# Text passage

Thailand Revised Its 2025 Budget
Thailand’s household debt reached nearly 87 percent of the gross domestic product last year, as reported by the Bank of Thailand. According to the Center for Economic and Business Forecasting, the University of the Thai Chamber of Commerce (UTCC), Thailand’s Consumer Confidence Index fell for the first time in March, due to increasing oil prices and decreasing agricultural productivity. Additionally, the baht has dropped almost 7% against the dollar this year, reflecting weak domestic consumption and disinflationary pressures. The World Bank recently reduced its forecast for Thai GDP growth for this year to 2.8%, down from 3.2%, citing worldwide trade slowdown and delays in fiscal budget disbursement.
To address these issues, the Cabinet has approved the national budget aimed at boosting domestic consumption, particularly through initiatives such as the digital wallet scheme and reduced transfer and mortgage fees for homes. Under the digital wallet scheme, 50 million adult Thais are set to receive 10,000 baht each. The government of Thailand believes that this digital wallet handout will provide a 1.2-1.6% boost to the country’s GDP. Prime Minister Srettha confirmed that the 500-billion-baht handout scheme will be solely funded by the 2024-2025 fiscal year budget. The Bank of Thailand has opted to maintain the policy rate at 2.5%, signaling a commitment to supporting economic stability. University of the Thai Chamber of Commerce (UTCC) Director, Thanawat Polvichai, expressed optimism that the consumer confidence index would recover in the next six months.

# Check your understanding
[1] Turn the paragraph of the Thailand budget passage that begins "To address these issues" into a short bulleted list that keeps its main facts.
[2] Carry the Thailand budget passage on from the end of its final paragraph.
The lines have nothing to do with the Thailand budget passage.

# Source material
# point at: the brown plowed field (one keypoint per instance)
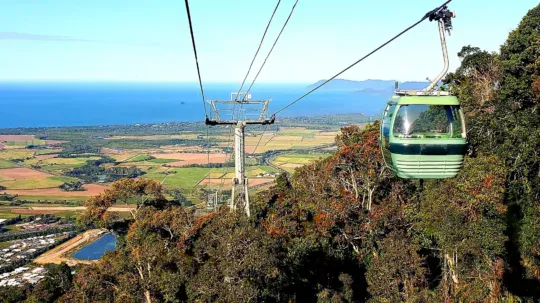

# Answers to the tasks
[1]
- The Cabinet approved a national budget meant to boost domestic consumption, including a digital wallet scheme and reduced transfer and mortgage fees for homes.
- Under the digital wallet scheme, 50 million adult Thais are to receive 10,000 baht each.
- The government expects the handout to boost GDP by 1.2-1.6%.
- Prime Minister Srettha confirmed that the 500-billion-baht scheme will be funded solely by the 2024-2025 fiscal year budget.
- The Bank of Thailand kept the policy rate at 2.5% to support economic stability.
- UTCC Director Thanawat Polvichai expects the consumer confidence index to recover in the next six months.

[2]
Furthermore, the cabinet has approved widening the budget deficit target for 2025 by about $4.2 billion to stimulate the economy. Director of the Budget Bureau Director, Chalermphol Pensoot, projected that the budget gap for the fiscal year starting October 1, 2024, will widen to 865.7 billion baht (US$23.6 billion). While aiming to keep the public debt-to-GDP ratio below, the cabinet revised the medium-term budget framework from 2025 to 2028, with projected spending for fiscal 2025 set at 3.75 trillion baht.
The approval of the national budget in Thailand aligns with Prime Minister Srettha’s vision to position Thailand as a regional hub across eight industries: Tourism, Medical & Wellness, Aviation, Agriculture & Food Industries, Logistics, Financial Services, Mobility & EV, and Digital Economy. As Prime Minister Srettha Thavisin seeks to accelerate public spending and boost economic recovery, Thailand’s parliament may convene a special session in May or June, earlier than its originally planned date in July, to discuss several financial bills and the budget for the next fiscal year. According to House Speaker Wan Muhamad Noor Matha, thirty-nine other finance-related awaiting Srettha’s approval could also be presented to parliament during the special session.